Adjuvant chemoradiation has demonstrated survival benefits compared with radiotherapy for the treatment of advanced pancreatic cancer; however, there is no evidence that chemoradiation is superior to maintenance chemotherapy.1,2 In both the advanced and adjuvant settings there is no evidence that chemoradiation combined with maintenance chemotherapy prolongs survival beyond that achieved with maintenance chemotherapy.3–5 Whilst most countries have adopted adjuvant chemotherapy rather than chemoradiotherapy, the adjuvant treatment approach is controversial in North America.

Two groups have assessed data that support the use of adjuvant therapy by performing a retrospective analysis of statistics from the SEER registry.6,7 Both studies concluded that there was improved survival with use of adjuvant radiotherapy compared with resection alone. Notably, the results of the two studies contradict each other. Hazard et al. analyzed 3,008 patients treated during the period 1988–2002. The 1,267 (42%) patients who received radiotherapy achieved a median survival of 17 months and a 5-year overall survival rate of 13%, compared with 12 months and 9.7%, respectively, for patients who only had a resection.6 Radiotherapy improved cause-specific survival in patients who had regional-lymph-node involvement (T1 N1 to T3 N1) but not in patients without regional involvement (T1 N0 to T2 N0 ) or in those with direct extension beyond the pancreas without lymph-node involvement (T3 N0). Artinyan et al. assessed 1,930 patients with N0 disease treated within the period 1988 to 2003. The median survival was 20 months in irradiated patients compared with 15 months for nonirradiated patients.7 When patients who survived for longer than 3 months were excluded, there was no difference in survival between the two groups, but on multivariate analysis the positive effect of radiotherapy remained.

The comparison highlights the potential dangers in retrospective data analysis and potential investigator bias.

**ACTION ITEM**: Carry on the text about adjuvant therapy for pancreatic cancer, starting right after its last sentence. The lines that follow were taken from a separate source.

**INFORMATION PROVIDED**:
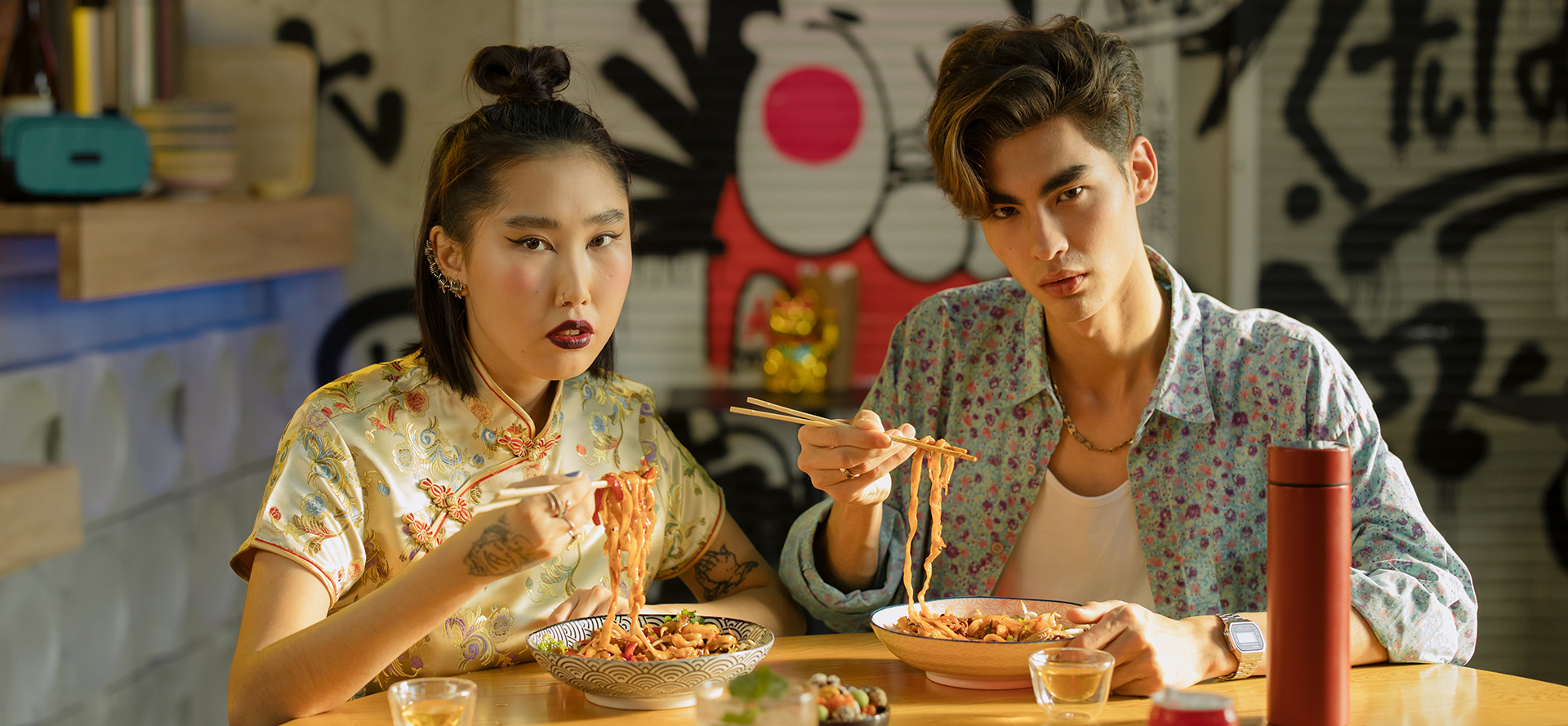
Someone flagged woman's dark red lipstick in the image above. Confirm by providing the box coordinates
[544,320,593,350]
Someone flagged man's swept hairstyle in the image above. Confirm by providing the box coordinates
[927,16,1143,220]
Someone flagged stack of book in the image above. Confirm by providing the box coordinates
[135,100,238,196]
[0,0,185,116]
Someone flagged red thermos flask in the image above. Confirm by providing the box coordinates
[1268,442,1350,726]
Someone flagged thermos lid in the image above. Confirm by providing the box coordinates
[1268,441,1350,486]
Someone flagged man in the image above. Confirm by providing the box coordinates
[781,17,1476,695]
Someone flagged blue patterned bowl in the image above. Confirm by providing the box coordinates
[528,615,773,710]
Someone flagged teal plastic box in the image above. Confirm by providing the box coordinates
[0,114,152,201]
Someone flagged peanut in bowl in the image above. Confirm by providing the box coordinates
[872,598,1085,690]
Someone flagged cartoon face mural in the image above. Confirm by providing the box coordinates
[583,0,1174,381]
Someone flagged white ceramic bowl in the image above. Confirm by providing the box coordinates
[872,598,1079,690]
[528,615,773,710]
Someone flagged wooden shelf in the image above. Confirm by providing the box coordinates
[0,464,82,577]
[0,196,354,300]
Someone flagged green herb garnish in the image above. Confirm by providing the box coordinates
[723,665,789,723]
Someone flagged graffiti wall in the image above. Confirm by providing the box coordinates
[1239,0,1568,682]
[189,0,1568,682]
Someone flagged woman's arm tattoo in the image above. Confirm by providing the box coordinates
[462,519,539,577]
[695,544,757,600]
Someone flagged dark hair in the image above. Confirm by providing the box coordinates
[927,16,1143,220]
[414,46,629,397]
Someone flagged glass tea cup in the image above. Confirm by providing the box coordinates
[692,677,817,726]
[387,677,479,726]
[1029,648,1116,721]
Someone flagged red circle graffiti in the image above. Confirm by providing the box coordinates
[762,66,861,165]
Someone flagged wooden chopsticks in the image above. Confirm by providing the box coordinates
[474,480,610,514]
[729,397,980,461]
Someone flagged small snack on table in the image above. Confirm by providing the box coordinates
[808,673,888,723]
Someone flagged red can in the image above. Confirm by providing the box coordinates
[1149,688,1237,726]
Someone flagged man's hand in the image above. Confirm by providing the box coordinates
[796,411,915,506]
[1067,600,1237,697]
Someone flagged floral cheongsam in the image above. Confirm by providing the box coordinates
[230,353,724,690]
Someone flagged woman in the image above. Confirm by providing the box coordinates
[229,46,803,724]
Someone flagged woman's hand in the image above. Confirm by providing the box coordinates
[546,585,630,626]
[796,411,915,506]
[462,472,595,577]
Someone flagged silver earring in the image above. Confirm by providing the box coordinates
[425,240,469,298]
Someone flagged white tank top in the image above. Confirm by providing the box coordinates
[996,469,1154,610]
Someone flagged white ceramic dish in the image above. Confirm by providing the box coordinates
[872,598,1079,690]
[0,568,60,723]
[528,615,773,710]
[61,354,130,520]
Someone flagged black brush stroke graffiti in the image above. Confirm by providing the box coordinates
[1350,0,1464,150]
[1181,0,1290,136]
[1334,152,1568,274]
[1474,341,1568,571]
[1438,185,1568,261]
[1513,5,1568,136]
[1284,0,1372,208]
[315,287,414,385]
[1474,0,1503,135]
[276,17,406,165]
[1541,458,1568,571]
[1258,262,1488,510]
[599,0,779,254]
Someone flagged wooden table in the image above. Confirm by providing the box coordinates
[292,634,1568,726]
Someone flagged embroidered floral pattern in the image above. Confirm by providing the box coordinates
[779,251,1476,661]
[445,605,527,671]
[242,354,723,690]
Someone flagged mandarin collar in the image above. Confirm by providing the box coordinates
[469,348,564,439]
[1013,245,1214,423]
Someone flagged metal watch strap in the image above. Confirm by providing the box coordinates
[1215,613,1258,680]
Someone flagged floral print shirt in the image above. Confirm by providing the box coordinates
[230,353,724,690]
[779,249,1476,663]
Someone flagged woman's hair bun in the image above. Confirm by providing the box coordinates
[469,46,572,105]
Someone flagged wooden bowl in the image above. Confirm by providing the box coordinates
[872,598,1079,690]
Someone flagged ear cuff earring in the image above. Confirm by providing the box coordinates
[425,242,469,298]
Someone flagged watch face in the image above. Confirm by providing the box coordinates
[1231,621,1264,653]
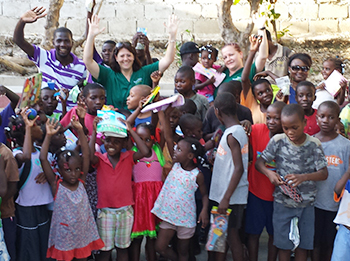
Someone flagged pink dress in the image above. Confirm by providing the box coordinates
[152,163,199,228]
[131,149,163,238]
[46,180,104,260]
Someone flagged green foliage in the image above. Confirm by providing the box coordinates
[175,29,195,67]
[233,0,292,42]
[277,24,293,42]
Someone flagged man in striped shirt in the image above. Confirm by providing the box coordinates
[13,7,87,111]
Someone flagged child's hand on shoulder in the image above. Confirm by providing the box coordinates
[92,117,102,132]
[76,100,86,119]
[46,118,61,136]
[35,172,47,184]
[70,115,83,130]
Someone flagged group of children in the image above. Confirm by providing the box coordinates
[0,8,350,261]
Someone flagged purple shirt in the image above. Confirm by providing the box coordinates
[28,45,87,112]
[0,103,15,143]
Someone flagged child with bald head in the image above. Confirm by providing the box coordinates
[126,84,152,127]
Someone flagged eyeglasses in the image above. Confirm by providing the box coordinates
[115,42,131,49]
[290,65,310,72]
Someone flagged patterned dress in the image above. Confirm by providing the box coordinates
[131,149,163,238]
[152,163,199,228]
[47,180,104,260]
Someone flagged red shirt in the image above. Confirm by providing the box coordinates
[248,123,275,201]
[304,110,321,136]
[95,151,135,208]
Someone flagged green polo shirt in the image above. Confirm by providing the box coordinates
[92,62,159,109]
[214,63,256,97]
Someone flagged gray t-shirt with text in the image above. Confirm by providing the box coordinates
[261,133,327,208]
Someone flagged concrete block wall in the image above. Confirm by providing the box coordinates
[0,0,350,41]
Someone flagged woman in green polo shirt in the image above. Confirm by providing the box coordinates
[83,15,178,109]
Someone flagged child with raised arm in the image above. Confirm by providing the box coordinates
[7,107,53,260]
[13,6,87,112]
[241,36,273,124]
[313,100,350,260]
[89,117,149,261]
[194,45,221,104]
[209,92,248,261]
[245,101,286,261]
[40,116,104,260]
[255,104,328,261]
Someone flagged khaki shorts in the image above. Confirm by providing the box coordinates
[96,206,134,251]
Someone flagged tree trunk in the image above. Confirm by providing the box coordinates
[219,0,260,56]
[42,0,64,50]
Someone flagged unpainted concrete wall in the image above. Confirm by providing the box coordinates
[0,0,350,41]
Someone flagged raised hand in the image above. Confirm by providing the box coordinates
[249,35,261,52]
[252,13,267,29]
[88,15,106,37]
[70,115,83,130]
[46,118,61,136]
[76,100,86,119]
[167,14,179,39]
[21,6,47,23]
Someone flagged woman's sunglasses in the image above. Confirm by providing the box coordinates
[290,65,310,72]
[115,42,131,49]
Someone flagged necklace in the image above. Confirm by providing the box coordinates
[137,157,159,168]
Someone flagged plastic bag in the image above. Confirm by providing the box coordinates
[205,207,232,253]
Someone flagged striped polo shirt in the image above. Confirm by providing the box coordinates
[28,45,87,112]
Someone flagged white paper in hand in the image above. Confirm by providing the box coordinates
[324,70,346,97]
[275,76,290,95]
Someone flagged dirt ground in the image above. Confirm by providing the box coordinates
[0,36,350,84]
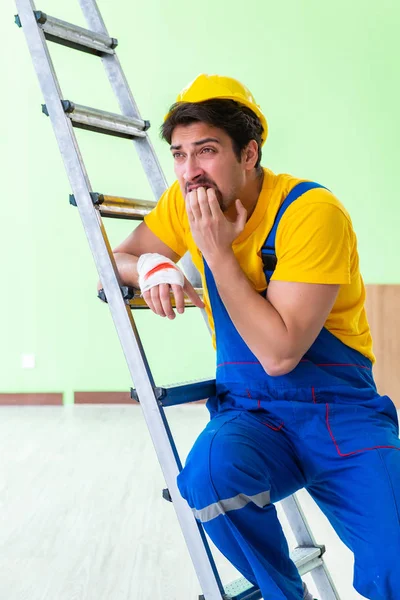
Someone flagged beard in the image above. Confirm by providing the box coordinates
[185,177,232,212]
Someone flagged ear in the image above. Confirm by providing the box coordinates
[242,140,258,171]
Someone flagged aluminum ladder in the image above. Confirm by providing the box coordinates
[15,0,339,600]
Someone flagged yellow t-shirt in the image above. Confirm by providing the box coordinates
[144,169,375,362]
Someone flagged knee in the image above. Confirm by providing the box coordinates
[178,436,270,508]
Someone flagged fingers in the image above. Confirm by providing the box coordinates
[207,188,222,218]
[143,279,204,320]
[183,279,204,308]
[186,187,214,221]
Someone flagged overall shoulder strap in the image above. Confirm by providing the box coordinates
[261,181,327,283]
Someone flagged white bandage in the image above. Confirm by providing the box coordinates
[137,253,185,294]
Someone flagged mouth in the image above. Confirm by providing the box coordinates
[187,183,212,192]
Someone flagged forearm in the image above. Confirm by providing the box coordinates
[209,252,296,375]
[114,252,139,288]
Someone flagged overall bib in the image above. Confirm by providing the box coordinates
[178,182,400,600]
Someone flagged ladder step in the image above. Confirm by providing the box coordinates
[290,546,325,575]
[97,286,203,310]
[223,546,325,600]
[34,10,118,56]
[220,577,262,600]
[131,379,215,406]
[42,100,150,140]
[69,192,157,221]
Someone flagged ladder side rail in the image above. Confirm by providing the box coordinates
[79,0,203,290]
[16,0,222,600]
[279,494,340,600]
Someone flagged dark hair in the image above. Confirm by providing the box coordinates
[161,98,264,170]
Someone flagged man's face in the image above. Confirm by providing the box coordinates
[171,123,245,211]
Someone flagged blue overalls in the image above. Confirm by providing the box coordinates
[178,183,400,600]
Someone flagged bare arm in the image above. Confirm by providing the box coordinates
[113,222,180,288]
[99,222,204,319]
[210,252,339,376]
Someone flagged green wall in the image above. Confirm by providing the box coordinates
[0,0,400,402]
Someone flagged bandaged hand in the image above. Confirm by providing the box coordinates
[137,253,204,319]
[137,253,185,294]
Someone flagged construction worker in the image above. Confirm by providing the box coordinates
[115,74,400,600]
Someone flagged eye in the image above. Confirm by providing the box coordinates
[201,146,215,154]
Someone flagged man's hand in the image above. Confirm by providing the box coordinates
[143,277,204,319]
[186,187,247,264]
[137,253,204,319]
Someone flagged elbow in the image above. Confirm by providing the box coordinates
[261,358,299,377]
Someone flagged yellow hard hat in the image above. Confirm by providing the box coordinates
[164,73,268,145]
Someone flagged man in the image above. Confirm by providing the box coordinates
[111,75,400,600]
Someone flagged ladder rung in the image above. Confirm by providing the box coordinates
[220,546,325,600]
[97,286,203,309]
[131,379,215,406]
[34,10,118,56]
[69,192,157,221]
[290,546,325,575]
[42,100,150,140]
[220,577,262,600]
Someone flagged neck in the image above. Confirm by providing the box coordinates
[224,170,264,221]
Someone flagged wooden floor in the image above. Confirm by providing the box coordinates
[0,405,368,600]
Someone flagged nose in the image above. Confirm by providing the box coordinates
[183,156,204,182]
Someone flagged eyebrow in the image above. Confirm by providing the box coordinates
[169,138,221,150]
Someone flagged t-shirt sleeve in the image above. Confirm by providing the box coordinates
[144,184,187,257]
[271,201,354,284]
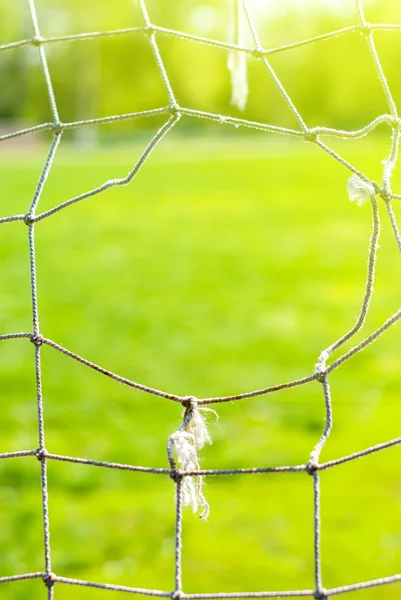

**TASK RESPONSE**:
Opposing conclusions were drawn from these two studies regarding the efficacy of adjuvant radiotherapy with regard to lymph-node status, despite the fact that both studies assessed almost identical data sets.6,7 Key data missing from the SEER registry include performance status and resection margin involvement, both of which are major prognostic variables. This comparison highlights the potential dangers in retrospective data analysis and potential investigator bias.8 Only patients with good performance status can receive adjuvant treatment and will, therefore, inevitably survive longer as a group irrespective of the efficacy of the additional treatment.

From 1989 to 1995, Sener et al. assessed data from 100,313 patients from the National Cancer Data Base, 9,044 (9%) of whom underwent a resection.9 The best 5-year overall survival rate was observed for patients who had resection only (23.4%); patients treated with adjuvant irradiation had a survival rate of 13.7%.

It is for the aforementioned reasons that randomized controlled trials are so valued in informing the evidence base. In the ESPAC-1 trial, median survival was 19.9 months and the 5-year survival rate was 13.2% for patients randomized to adjuvant combination chemoradiation and maintenance chemotherapy, compared with 21.6 months and 29%, respectively, for those treated with maintenance chemotherapy alone.3 The findings were supported by the results of the CONKO-01 trial, in which the median and overall survival rates were 22.1 months and 22.5%, respectively, for patients randomized to adjuvant gemcitabine, compared with 20.2 months and 11.5% for those randomized to observation.10 The relative benefits of fluorouracil/folinic acid or gemcitabine will be addressed by the ESPAC-3 trial, which is expected to report in early 2009. Together, these results show support for the use of adjuvant chemotherapy but not adjuvant radiotherapy.